● **Dataset entries**:
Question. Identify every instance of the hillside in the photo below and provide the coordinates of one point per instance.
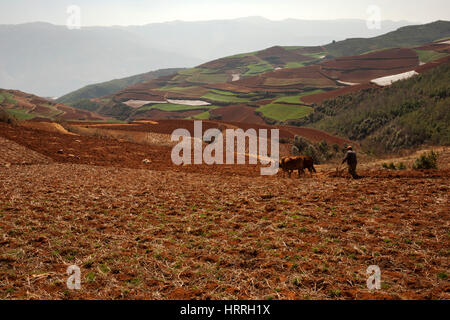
(407, 114)
(409, 36)
(275, 85)
(106, 88)
(25, 106)
(51, 60)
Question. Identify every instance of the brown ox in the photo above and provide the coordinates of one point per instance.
(308, 163)
(299, 163)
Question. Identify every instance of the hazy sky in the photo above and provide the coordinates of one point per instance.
(138, 12)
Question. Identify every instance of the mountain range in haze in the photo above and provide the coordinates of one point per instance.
(50, 60)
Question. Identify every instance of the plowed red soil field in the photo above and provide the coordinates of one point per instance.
(372, 65)
(318, 98)
(167, 126)
(159, 232)
(238, 113)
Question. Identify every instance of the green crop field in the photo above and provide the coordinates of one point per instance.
(208, 78)
(224, 98)
(297, 98)
(282, 112)
(258, 68)
(20, 114)
(292, 65)
(8, 97)
(174, 107)
(202, 116)
(279, 82)
(429, 55)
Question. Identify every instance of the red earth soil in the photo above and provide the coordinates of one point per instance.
(168, 126)
(432, 64)
(318, 98)
(238, 113)
(159, 114)
(372, 65)
(282, 55)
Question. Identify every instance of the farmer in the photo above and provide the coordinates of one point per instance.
(352, 162)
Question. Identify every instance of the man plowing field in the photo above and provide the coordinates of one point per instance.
(352, 162)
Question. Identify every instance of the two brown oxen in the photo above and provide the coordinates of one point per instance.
(299, 163)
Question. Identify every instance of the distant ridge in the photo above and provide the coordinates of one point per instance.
(106, 88)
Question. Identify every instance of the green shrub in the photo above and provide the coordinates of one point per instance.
(401, 166)
(7, 118)
(427, 160)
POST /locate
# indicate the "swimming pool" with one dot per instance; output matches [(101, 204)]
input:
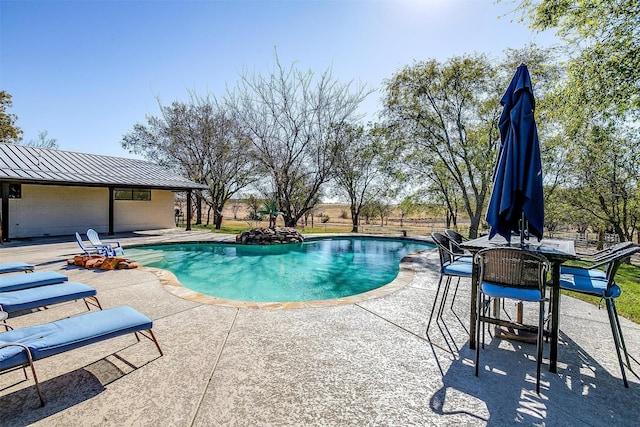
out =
[(314, 270)]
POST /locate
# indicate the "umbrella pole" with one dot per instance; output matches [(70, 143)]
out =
[(523, 224)]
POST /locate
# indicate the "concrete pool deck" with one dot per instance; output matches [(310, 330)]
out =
[(363, 363)]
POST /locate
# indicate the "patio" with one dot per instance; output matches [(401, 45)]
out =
[(368, 363)]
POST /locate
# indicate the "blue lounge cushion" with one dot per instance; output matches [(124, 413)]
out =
[(10, 267), (589, 285), (25, 299), (520, 294), (458, 269), (67, 334), (579, 271), (32, 280)]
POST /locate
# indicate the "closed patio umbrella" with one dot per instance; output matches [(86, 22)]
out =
[(517, 196)]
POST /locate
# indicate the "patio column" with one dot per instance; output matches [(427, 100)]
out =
[(188, 211), (5, 211), (111, 209)]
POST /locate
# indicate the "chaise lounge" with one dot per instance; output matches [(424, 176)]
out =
[(12, 267), (21, 347), (26, 299), (25, 281)]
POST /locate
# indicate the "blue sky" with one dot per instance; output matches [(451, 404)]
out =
[(87, 71)]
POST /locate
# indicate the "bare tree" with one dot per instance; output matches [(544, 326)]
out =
[(43, 141), (293, 119), (358, 171), (203, 141)]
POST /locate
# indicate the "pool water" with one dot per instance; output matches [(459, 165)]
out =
[(313, 270)]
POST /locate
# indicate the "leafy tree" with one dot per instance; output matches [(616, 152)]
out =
[(293, 120), (43, 141), (9, 132), (270, 208), (603, 45), (606, 174), (203, 141), (408, 206), (254, 206), (446, 114)]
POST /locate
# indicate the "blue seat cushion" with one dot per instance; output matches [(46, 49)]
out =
[(67, 334), (25, 299), (458, 269), (589, 285), (31, 280), (10, 267), (594, 273), (521, 294)]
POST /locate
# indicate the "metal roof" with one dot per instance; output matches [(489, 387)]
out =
[(25, 164)]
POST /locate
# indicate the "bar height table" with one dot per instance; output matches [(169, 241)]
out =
[(556, 251)]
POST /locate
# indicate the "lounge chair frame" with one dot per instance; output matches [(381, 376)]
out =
[(145, 332)]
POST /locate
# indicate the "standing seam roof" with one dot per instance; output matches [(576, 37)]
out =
[(42, 165)]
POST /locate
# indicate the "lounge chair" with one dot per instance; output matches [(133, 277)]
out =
[(25, 281), (112, 248), (90, 250), (11, 267), (25, 299), (21, 347)]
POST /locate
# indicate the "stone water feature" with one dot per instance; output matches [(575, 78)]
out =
[(269, 236)]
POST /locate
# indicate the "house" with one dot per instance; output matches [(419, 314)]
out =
[(49, 192)]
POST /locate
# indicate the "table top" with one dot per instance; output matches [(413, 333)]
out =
[(553, 249)]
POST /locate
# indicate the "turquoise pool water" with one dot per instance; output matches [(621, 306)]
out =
[(313, 270)]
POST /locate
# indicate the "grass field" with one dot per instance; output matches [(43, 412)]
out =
[(628, 277)]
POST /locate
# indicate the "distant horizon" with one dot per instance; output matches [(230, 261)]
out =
[(86, 72)]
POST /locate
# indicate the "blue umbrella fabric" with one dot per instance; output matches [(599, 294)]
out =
[(517, 183)]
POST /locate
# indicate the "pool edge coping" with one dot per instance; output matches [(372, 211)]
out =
[(405, 275)]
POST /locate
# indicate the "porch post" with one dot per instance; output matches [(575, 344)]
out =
[(188, 211), (111, 204), (5, 211)]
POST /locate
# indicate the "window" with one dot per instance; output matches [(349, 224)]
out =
[(132, 194), (15, 191)]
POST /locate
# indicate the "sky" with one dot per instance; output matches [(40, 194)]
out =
[(86, 71)]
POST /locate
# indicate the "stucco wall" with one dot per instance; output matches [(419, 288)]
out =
[(50, 210)]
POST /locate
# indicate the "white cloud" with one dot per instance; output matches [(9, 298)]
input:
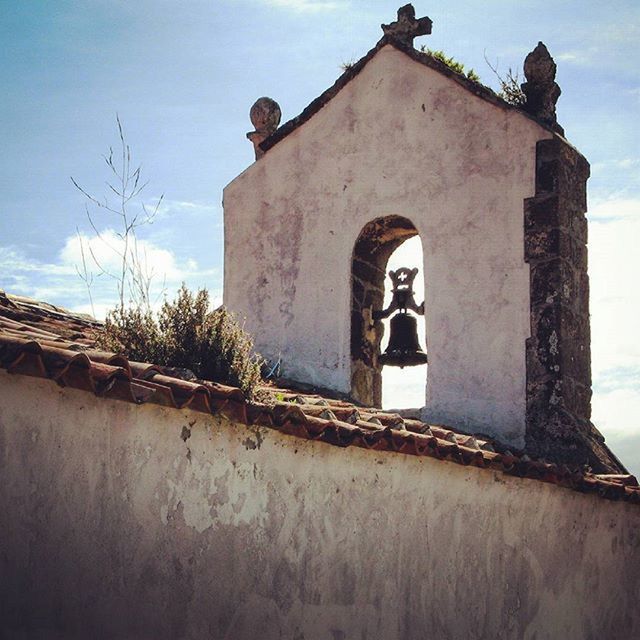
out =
[(615, 208), (59, 282), (305, 5), (614, 270)]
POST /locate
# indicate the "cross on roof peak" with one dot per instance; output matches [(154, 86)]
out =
[(407, 27)]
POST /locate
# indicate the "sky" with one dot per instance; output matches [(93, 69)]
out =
[(182, 76)]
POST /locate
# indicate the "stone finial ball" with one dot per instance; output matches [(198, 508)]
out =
[(265, 114)]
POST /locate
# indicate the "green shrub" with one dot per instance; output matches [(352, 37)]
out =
[(187, 335), (453, 64)]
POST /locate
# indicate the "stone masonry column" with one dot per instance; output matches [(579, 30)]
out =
[(558, 352)]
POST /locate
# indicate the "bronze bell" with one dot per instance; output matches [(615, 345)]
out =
[(404, 348)]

● **Work required**:
Look through the entries above and list every line containing "chair".

● **Reply to the exercise**:
# indicate the "lounge chair frame" with one dot per instance; output matches [(381, 376)]
# indicate the "lounge chair" with one dot per instance; output matches [(133, 277)]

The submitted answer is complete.